Short problem — Copy the records from the line containing "Indicate the church facade" through the end of the records, keeping every line unchanged except that each coordinate in the answers is offset by adding 130.

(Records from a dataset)
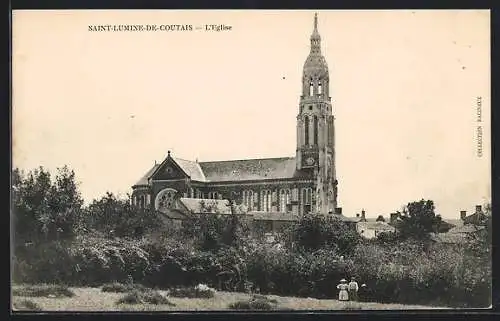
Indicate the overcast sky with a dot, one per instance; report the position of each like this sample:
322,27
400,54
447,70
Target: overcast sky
403,85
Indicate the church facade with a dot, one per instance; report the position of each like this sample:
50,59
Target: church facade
297,185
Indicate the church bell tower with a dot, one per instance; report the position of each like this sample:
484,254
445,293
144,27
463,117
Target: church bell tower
315,126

Reply —
Indicate the church facade with a dot, one per instance; report the position of each like this sample:
50,59
Target: church facade
427,315
Indicate the church bell tower with a dot, one per instance; report the position of each like this sample:
484,254
445,293
144,27
463,117
Target: church bell tower
445,256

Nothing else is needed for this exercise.